▸ Data supplied

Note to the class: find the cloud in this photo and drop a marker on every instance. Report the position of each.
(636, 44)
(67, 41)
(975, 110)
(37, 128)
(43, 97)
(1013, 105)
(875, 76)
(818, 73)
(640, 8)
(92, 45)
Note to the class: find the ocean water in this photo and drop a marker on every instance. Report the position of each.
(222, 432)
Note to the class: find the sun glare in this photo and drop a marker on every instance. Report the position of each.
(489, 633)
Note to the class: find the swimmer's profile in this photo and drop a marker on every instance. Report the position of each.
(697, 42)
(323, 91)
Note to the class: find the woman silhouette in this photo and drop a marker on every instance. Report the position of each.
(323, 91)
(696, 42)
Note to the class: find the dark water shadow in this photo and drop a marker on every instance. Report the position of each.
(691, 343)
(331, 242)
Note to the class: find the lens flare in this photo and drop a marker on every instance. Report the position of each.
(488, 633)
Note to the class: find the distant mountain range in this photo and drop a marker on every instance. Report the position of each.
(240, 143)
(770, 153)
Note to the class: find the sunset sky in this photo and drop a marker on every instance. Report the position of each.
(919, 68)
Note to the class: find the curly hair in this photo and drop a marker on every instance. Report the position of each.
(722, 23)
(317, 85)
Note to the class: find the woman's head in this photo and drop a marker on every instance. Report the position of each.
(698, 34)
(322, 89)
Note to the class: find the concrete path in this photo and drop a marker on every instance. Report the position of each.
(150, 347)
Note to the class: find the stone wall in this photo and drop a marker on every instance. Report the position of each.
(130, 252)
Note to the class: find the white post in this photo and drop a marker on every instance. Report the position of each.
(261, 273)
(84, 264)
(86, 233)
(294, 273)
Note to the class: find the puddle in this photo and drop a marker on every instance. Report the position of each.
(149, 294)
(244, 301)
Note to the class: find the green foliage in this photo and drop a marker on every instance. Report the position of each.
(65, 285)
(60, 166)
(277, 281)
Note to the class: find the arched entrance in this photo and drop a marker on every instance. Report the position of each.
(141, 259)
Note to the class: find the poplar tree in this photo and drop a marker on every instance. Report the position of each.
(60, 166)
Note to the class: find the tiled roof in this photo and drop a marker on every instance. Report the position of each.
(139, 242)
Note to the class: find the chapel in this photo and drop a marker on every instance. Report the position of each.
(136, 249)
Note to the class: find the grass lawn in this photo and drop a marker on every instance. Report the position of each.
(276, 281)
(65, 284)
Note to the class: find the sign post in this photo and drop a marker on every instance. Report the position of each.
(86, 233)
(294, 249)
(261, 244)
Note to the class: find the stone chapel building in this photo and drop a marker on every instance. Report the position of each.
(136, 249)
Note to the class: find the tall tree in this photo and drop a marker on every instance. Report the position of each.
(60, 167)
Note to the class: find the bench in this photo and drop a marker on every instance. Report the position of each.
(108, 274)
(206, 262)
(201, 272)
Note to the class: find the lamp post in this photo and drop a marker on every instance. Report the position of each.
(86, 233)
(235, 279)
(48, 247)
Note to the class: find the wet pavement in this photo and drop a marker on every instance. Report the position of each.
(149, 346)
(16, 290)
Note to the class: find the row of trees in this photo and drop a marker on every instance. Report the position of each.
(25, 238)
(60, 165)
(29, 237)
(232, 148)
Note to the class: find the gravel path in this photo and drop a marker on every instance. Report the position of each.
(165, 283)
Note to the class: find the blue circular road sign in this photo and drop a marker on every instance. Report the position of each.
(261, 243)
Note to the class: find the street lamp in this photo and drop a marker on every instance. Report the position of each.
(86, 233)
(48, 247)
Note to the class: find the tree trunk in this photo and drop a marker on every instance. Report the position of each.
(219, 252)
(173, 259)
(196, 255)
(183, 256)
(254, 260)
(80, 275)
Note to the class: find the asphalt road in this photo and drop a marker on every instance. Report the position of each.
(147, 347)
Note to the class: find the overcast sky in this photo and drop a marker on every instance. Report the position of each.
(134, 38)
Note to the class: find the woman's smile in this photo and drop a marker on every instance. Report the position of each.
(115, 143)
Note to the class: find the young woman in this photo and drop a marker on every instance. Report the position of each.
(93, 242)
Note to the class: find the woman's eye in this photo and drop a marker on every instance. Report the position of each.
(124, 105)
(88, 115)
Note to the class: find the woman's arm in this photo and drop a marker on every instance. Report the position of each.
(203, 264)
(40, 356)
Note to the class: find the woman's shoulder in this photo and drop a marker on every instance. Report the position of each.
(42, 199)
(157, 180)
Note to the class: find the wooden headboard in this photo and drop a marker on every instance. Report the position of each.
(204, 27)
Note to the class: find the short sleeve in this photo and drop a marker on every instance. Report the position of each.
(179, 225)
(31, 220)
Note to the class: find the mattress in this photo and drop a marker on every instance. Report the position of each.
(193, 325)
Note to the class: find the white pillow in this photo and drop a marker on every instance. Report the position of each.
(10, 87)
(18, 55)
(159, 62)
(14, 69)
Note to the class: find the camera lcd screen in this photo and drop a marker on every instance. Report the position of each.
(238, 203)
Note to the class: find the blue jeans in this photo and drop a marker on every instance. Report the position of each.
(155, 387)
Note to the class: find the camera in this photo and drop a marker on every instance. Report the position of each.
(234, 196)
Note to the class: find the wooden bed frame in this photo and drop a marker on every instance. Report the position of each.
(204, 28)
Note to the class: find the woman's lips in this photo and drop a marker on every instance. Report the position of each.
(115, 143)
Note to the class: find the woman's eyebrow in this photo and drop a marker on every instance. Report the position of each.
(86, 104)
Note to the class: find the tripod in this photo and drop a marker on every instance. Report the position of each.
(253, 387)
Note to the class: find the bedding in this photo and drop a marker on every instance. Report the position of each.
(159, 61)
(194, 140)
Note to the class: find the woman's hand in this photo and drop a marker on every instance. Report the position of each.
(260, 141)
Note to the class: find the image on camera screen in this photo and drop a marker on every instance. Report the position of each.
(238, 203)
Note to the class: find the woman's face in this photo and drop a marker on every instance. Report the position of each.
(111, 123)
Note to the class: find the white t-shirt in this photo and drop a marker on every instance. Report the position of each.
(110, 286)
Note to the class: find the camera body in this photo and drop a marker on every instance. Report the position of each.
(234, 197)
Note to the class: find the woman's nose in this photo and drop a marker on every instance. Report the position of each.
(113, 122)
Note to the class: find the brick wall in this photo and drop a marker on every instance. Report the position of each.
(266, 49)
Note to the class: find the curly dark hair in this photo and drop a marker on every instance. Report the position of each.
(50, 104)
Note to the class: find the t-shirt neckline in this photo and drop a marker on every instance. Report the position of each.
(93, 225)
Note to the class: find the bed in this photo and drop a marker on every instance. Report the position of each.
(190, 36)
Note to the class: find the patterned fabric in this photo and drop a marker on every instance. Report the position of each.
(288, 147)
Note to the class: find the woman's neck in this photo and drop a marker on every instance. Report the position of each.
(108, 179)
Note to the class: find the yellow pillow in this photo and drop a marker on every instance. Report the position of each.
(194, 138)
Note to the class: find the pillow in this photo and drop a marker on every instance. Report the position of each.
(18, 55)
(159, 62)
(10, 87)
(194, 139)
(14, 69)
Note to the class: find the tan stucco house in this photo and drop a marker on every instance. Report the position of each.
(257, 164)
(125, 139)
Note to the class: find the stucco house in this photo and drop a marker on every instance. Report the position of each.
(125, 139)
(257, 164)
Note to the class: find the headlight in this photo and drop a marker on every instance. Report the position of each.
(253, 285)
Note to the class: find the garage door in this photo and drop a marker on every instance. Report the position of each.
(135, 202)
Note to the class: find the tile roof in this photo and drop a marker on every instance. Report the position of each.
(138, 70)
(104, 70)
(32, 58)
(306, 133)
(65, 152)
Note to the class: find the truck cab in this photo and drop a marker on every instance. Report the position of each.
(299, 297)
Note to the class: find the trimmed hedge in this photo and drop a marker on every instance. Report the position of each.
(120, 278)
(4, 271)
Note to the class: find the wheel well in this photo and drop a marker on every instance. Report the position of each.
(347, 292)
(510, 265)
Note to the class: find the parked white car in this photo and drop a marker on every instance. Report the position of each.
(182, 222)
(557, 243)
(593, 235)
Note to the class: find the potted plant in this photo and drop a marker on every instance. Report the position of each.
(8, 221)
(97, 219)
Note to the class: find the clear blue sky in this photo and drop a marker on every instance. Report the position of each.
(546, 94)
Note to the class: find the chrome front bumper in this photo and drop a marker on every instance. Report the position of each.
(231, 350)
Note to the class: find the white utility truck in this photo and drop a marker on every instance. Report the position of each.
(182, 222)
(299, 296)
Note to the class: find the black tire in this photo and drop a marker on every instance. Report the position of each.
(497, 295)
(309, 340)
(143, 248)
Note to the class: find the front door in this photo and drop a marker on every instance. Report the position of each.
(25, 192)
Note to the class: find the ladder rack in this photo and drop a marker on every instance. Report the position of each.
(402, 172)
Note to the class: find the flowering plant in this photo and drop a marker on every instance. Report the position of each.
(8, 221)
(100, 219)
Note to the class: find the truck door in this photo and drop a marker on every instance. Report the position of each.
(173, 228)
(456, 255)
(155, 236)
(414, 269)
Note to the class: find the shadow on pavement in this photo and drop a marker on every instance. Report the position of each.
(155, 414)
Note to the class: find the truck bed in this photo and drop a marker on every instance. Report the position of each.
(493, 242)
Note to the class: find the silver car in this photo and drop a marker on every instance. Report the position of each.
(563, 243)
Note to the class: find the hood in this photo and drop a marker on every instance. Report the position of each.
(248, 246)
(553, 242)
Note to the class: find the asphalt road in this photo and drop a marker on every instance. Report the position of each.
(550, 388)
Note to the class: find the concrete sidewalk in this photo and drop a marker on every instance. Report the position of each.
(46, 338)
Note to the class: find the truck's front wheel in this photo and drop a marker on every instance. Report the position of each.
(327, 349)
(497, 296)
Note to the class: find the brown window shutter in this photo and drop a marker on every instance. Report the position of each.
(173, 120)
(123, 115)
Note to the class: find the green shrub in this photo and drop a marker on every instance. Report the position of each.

▸ Requirements
Quote exactly what appears from the line containing "Note to the class: find the hood" through the final line of the listing above, including both of those lines.

▸ Written solution
Note to the class: find the hood in this photo and drop a marker on every instance. Report the position of each.
(248, 246)
(553, 242)
Note to the class: find the asphalt road in this photo and drop a marker on every instance. Report the position of each.
(550, 388)
Note to the class: find the concrete sidewalk in this photo and drop a marker on every instance. Report the position of each.
(46, 338)
Note to the class: find the truck's front wheel in this photo and drop a marker on every instance. Report the position of each.
(327, 349)
(497, 296)
Note to the class: find the brown window shutter in this photo and drop a marker on every instance. Report the position of each.
(173, 120)
(123, 115)
Note to the class: find the green shrub in this photo and drop a marker on every instance. Report the position of each.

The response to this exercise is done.